#### INSTRUCTIONS TO FOLLOW
Copy out everything in the listing below from the line containing "of the mowed" down to the end, substituting "timber post" for "wooden post" and leaving everything else unchanged.

[Point placement records]
▼▼▼

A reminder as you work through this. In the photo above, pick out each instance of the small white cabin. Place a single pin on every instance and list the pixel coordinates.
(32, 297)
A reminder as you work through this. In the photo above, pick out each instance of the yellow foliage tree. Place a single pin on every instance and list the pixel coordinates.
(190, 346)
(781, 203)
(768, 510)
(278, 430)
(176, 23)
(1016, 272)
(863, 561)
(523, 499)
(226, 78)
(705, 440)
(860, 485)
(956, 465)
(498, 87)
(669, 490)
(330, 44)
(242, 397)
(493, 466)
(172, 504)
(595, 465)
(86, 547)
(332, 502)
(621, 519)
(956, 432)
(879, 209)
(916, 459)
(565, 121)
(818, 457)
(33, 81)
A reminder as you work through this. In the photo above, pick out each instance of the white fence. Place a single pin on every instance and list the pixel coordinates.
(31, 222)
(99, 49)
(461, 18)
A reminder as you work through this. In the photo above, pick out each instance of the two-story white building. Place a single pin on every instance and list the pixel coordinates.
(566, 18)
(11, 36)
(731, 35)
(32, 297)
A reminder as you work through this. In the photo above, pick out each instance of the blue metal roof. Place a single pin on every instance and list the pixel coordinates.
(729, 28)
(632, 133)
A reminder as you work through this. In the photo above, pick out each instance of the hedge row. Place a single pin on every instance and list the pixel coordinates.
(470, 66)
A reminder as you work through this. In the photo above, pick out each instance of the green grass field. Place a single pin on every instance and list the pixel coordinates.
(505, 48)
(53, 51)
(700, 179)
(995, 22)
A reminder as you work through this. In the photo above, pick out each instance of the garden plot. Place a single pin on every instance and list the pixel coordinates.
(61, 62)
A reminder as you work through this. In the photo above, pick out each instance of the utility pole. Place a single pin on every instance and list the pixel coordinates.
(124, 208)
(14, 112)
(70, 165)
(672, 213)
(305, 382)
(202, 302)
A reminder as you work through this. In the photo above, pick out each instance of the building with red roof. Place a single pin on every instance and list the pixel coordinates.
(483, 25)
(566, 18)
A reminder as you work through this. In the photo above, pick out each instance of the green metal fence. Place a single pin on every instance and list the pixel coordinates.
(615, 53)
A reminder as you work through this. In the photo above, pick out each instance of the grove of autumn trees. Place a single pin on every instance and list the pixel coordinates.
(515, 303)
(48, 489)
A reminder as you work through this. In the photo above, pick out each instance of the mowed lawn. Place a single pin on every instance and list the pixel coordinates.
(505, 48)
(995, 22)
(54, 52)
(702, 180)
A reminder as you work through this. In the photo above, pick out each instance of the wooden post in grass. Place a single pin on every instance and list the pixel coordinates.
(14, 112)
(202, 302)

▲▲▲

#### RESPONSE
A reminder as you work through this. In the photo above, pick out each instance of the mowed lawn. Place a single pin on every instance and list the pixel coordinates.
(505, 48)
(995, 22)
(54, 52)
(702, 180)
A reminder as you work through this. In the photo above, pick out each instance of the timber post in grass. Place a single pin on every instance and list the pixel coordinates.
(14, 112)
(202, 302)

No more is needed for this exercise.